_Exercise goal:_ Every line from the one containing "Target: view of neighboring house roof" through the end of the data is to be copied exactly, and nothing outside that range.

---*---

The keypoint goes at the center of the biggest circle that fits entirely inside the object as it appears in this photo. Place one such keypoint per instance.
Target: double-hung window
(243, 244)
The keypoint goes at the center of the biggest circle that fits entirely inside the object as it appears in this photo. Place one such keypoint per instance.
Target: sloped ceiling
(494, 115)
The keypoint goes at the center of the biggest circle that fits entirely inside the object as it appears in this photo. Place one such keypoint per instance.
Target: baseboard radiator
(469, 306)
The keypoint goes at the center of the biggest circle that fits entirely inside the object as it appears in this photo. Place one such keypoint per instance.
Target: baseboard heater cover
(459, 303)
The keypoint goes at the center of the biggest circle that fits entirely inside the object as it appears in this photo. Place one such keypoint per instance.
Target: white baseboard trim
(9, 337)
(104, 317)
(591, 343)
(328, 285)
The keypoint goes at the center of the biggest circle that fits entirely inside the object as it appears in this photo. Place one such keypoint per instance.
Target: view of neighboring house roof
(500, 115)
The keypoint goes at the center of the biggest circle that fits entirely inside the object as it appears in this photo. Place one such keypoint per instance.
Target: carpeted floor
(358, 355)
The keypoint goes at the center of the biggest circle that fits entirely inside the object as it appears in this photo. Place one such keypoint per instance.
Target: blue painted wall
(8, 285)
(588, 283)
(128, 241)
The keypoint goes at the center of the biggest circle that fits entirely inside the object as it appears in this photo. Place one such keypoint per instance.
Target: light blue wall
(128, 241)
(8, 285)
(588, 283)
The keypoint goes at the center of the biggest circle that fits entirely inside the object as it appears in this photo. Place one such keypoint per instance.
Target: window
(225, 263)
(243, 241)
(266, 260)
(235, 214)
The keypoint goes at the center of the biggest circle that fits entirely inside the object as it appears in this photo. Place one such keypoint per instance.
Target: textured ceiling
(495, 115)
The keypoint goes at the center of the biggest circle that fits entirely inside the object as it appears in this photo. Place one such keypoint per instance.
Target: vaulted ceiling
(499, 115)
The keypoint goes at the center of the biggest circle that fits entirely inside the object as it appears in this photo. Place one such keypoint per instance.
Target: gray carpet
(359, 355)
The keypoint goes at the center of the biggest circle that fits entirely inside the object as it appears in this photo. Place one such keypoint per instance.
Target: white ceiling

---*---

_Written solution:_
Target: view of neighboring house roof
(500, 115)
The keypoint goes at the center of the biggest circle that fits entirely inside the object as it appears in this photo. Place one such keypoint per instance.
Target: carpeted floor
(358, 355)
The keypoint goes at the center of the biggest circle that fits entirely inside the object as it appears in this photo. Place one such keypoint per instance.
Target: blue painted wall
(8, 285)
(588, 283)
(128, 241)
The keypoint goes at the center of the biggest circle that fits entirely inside the object as it appears in this photo. Place one such keypoint per instance.
Target: light blue wall
(128, 241)
(8, 285)
(588, 283)
The keypoint goes at the center of the biggest circle that fits entirely inside the object as it appears in this photo. Place one such keypoint per instance.
Target: window
(225, 263)
(243, 241)
(266, 260)
(235, 214)
The keypoint goes at the center of the biggest circle that fits entirely inside the object as it appears in this photo. Place one such keypoint per instance.
Target: textured ceiling
(495, 115)
The keypoint goes at the center of the biggest circle that fits entirely inside the object as it appears in this photo. Place one such keypoint per instance.
Target: vaulted ceiling
(499, 115)
The keypoint goes at the center of the biggest circle that fits entirely inside the object as it appears in this photo. Place one such keypoint per instance.
Target: gray carpet
(359, 355)
The keypoint goes at the center of the biggest circle that fits entirely inside the object as it appears in this photo. Place one such keypoint per instance.
Target: white ceiling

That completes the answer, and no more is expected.